## SHORT EXERCISE
Reproduce the data below word for word, omitting the pictures.

## SUPPLIED INFORMATION
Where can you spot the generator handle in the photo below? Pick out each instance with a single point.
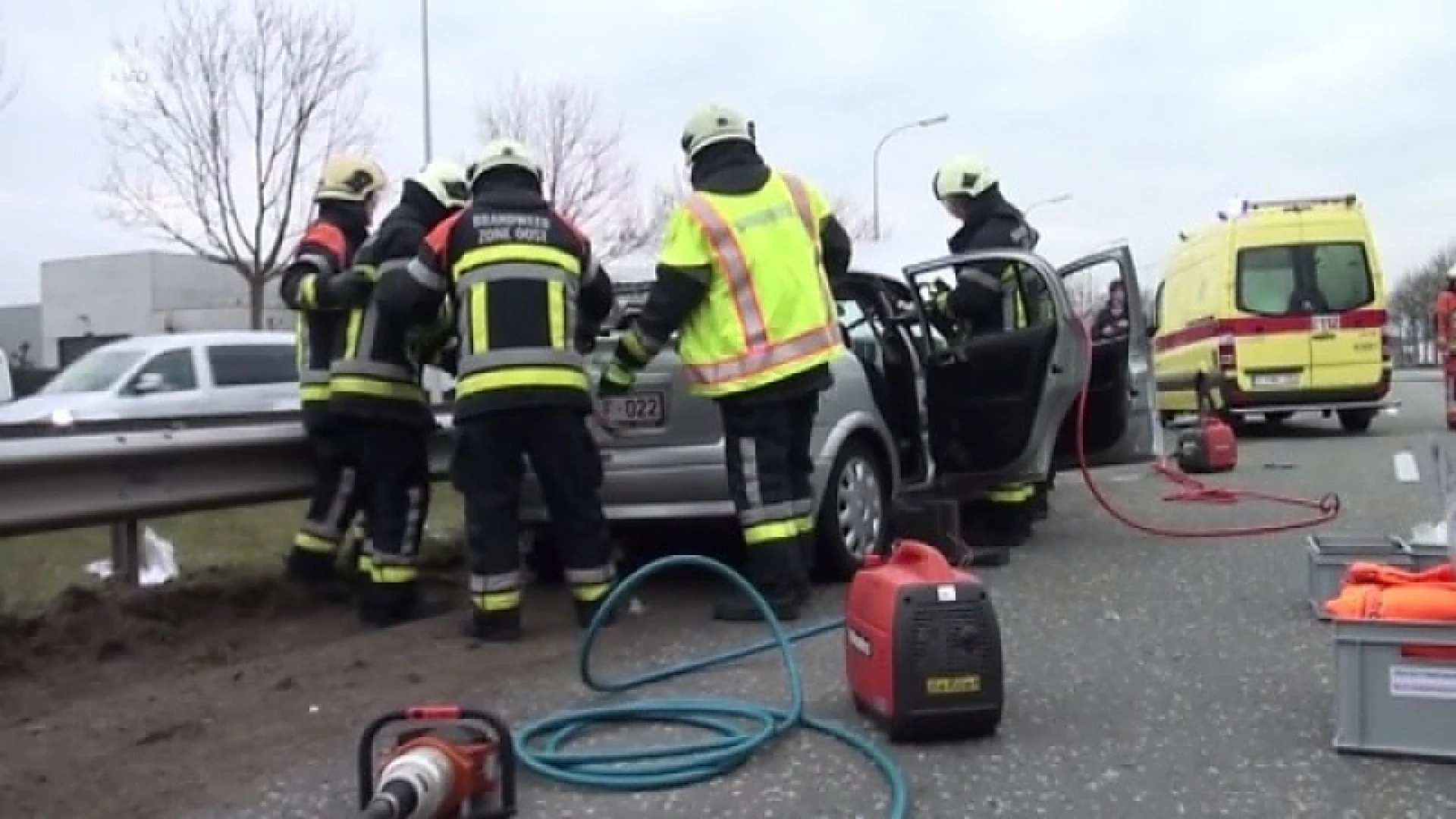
(504, 745)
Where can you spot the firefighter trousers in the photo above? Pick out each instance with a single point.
(770, 472)
(488, 469)
(394, 468)
(332, 504)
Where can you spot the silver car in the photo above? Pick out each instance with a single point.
(909, 416)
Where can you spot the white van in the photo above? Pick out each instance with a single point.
(169, 376)
(6, 385)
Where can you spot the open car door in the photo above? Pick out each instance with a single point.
(1122, 404)
(993, 403)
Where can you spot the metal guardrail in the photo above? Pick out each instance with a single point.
(120, 472)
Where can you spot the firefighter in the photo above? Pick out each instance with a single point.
(1445, 314)
(992, 299)
(315, 284)
(742, 273)
(528, 295)
(379, 403)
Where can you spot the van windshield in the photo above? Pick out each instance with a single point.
(93, 372)
(1291, 280)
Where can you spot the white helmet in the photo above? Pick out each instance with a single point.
(504, 153)
(714, 124)
(963, 175)
(350, 180)
(446, 183)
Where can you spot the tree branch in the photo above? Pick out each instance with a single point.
(221, 112)
(587, 172)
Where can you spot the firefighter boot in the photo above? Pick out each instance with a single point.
(383, 605)
(495, 627)
(587, 610)
(777, 570)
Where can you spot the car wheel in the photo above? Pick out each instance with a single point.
(854, 516)
(1356, 420)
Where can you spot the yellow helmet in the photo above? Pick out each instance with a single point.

## THE COMPLETED TASK
Where can you spot the generator handle in the photo below? Pick out each instance with a single point.
(504, 745)
Where can you spot the firefighter trousers in the photo above? Pick out each instance with a single point.
(770, 472)
(488, 469)
(394, 468)
(332, 504)
Where can you spot the silver car in the photo above? Pick out each instance with a single point.
(909, 416)
Where can you spot the white van in the photo above? Pick out each instance with a single point.
(169, 376)
(6, 385)
Where can you spot the open car door in the photo above? Pick out each instance with a single point.
(1122, 404)
(993, 403)
Where can you spot the metal guardrail in the photo above? Pick out each instance with a single point.
(120, 472)
Where can you spot the firefighter in the photo above? Pick out each instance with a single point.
(1445, 314)
(992, 299)
(315, 284)
(742, 273)
(528, 295)
(379, 403)
Where can you spot the van windshield in the photo above? Pick out each instance with a single point.
(93, 372)
(1291, 280)
Where can you spot the white helmet in the photo above? Pick out each instance with a single point.
(504, 153)
(714, 124)
(963, 175)
(350, 180)
(446, 183)
Where can you spot the tree branch in the photo above? Pick out each instance with a single point.
(221, 112)
(587, 172)
Where can you spot the firefighter boot in the photo above? Pick out each instance with a single point.
(383, 605)
(495, 627)
(587, 610)
(777, 570)
Where can you spot the car wheel in the photo above? Pick out each instance with a single point.
(854, 516)
(1356, 420)
Where can you spot the yellow helmet in the photo above? Pick out each instance with a single point.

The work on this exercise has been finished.